Rewrite all the entries below as a numbered list with one line per item, skipping any blank lines and leaving out the pictures.

-- Record excerpts start --

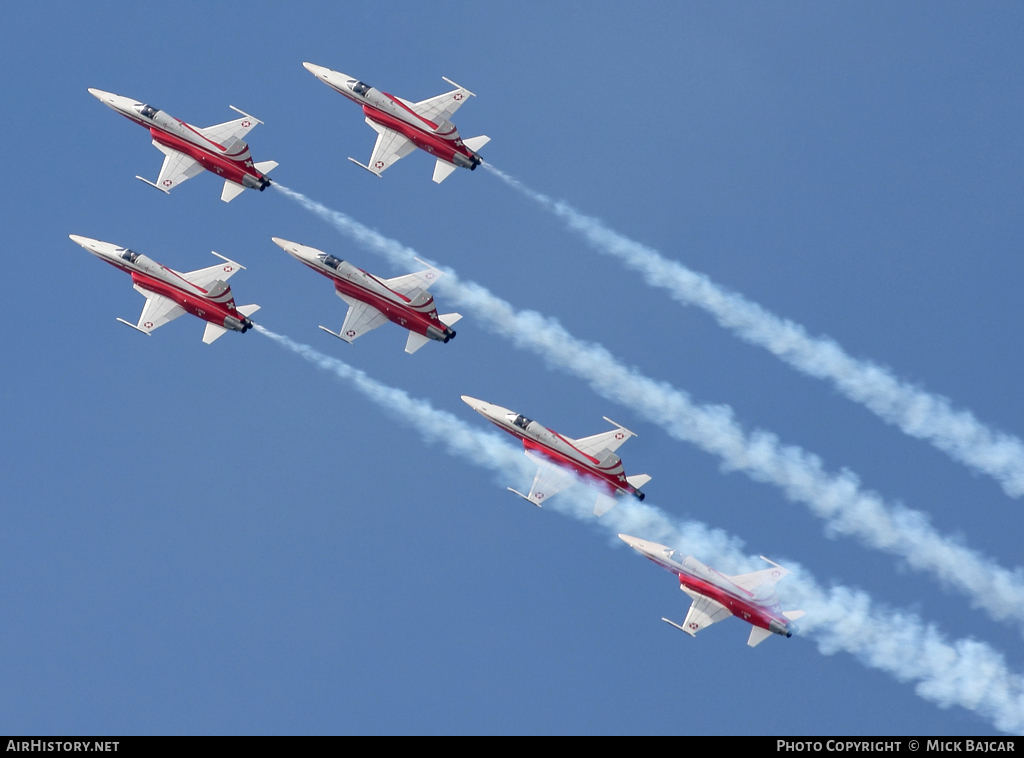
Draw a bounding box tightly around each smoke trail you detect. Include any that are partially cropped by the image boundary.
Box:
[483,163,1024,498]
[275,185,1024,625]
[256,325,1024,733]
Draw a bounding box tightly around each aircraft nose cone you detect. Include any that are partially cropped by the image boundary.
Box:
[89,87,117,102]
[302,62,329,78]
[462,394,487,413]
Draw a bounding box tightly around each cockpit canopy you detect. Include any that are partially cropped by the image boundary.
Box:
[505,413,534,430]
[316,253,345,270]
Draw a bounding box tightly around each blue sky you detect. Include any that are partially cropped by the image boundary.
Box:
[0,2,1024,734]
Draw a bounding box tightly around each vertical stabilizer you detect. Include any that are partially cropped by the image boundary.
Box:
[220,179,246,203]
[746,626,771,647]
[406,332,430,354]
[203,322,227,345]
[434,158,456,184]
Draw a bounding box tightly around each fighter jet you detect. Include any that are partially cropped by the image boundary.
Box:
[618,535,804,647]
[462,394,650,516]
[69,235,259,344]
[303,64,490,184]
[89,88,278,203]
[270,237,462,353]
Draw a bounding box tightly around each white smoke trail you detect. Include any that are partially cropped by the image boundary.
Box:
[256,325,1024,733]
[483,163,1024,498]
[274,184,1024,625]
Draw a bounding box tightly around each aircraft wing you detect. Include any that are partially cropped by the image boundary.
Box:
[681,586,732,637]
[337,293,387,342]
[365,119,416,176]
[516,453,575,505]
[129,285,185,334]
[383,267,444,295]
[153,140,203,193]
[573,427,636,458]
[181,253,243,290]
[197,116,260,146]
[411,87,473,124]
[728,558,790,592]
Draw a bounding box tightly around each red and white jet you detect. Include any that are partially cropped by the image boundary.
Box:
[462,394,650,516]
[89,88,278,203]
[271,237,462,353]
[618,535,804,647]
[303,64,490,184]
[69,235,259,344]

-- Record excerpts end --

Full solution
1. Draw a bounding box tightly around each smoke trail you detect. Include any that are partially cropped by the image boundary.
2. Box:
3. [483,163,1024,498]
4. [275,185,1024,625]
5. [256,325,1024,733]
6. Draw a bounding box tightly around each aircraft nose cone you detect. Include any that are partially cropped by the image boundary.
7. Box:
8. [89,87,117,102]
9. [302,62,329,78]
10. [462,394,487,413]
11. Draw a bounding box tightly around each cockpit canopy you detect. Include any that are partially cropped by the image boundary.
12. Box:
13. [505,413,534,430]
14. [316,253,345,270]
15. Draw a bounding box tightly around each blue sky you detect. Include any that are partially cropped by the image boundary.
16. Box:
17. [0,2,1024,734]
18. Draw a bounding box tightly around each vertical stabilizer you detect. Include any that are partially cropped by the image boundary.
19. Box:
20. [220,179,246,203]
21. [746,626,771,647]
22. [406,332,430,354]
23. [203,322,227,345]
24. [434,158,456,184]
25. Draw a bounding box tightly around each fighter jet you detect. Include any that are partially cropped by the image boundary.
26. Box:
27. [618,535,804,647]
28. [462,394,650,516]
29. [69,235,259,344]
30. [303,64,490,184]
31. [89,88,278,203]
32. [270,237,462,353]
33. Draw a bounding box tightly around each white smoke trail you detect. Include any that are partially cropped by the image boundary.
34. Box:
35. [256,325,1024,733]
36. [483,163,1024,498]
37. [274,184,1024,625]
38. Draw a bounding box tightly around each aircraft wing you detect. Include any that are partially cropped by the image boundary.
39. Box:
40. [681,586,732,637]
41. [337,293,387,342]
42. [365,119,416,176]
43. [516,453,575,505]
44. [129,285,185,334]
45. [383,267,444,295]
46. [153,140,203,193]
47. [573,427,636,458]
48. [181,253,243,290]
49. [197,116,260,146]
50. [411,87,473,124]
51. [728,558,790,592]
52. Draw a bounding box tightly around each red and white jet you detect. Include any that are partially cropped by the image boundary.
53. Box:
54. [462,394,650,516]
55. [89,88,278,203]
56. [271,237,462,353]
57. [618,535,804,647]
58. [303,64,490,184]
59. [69,235,259,344]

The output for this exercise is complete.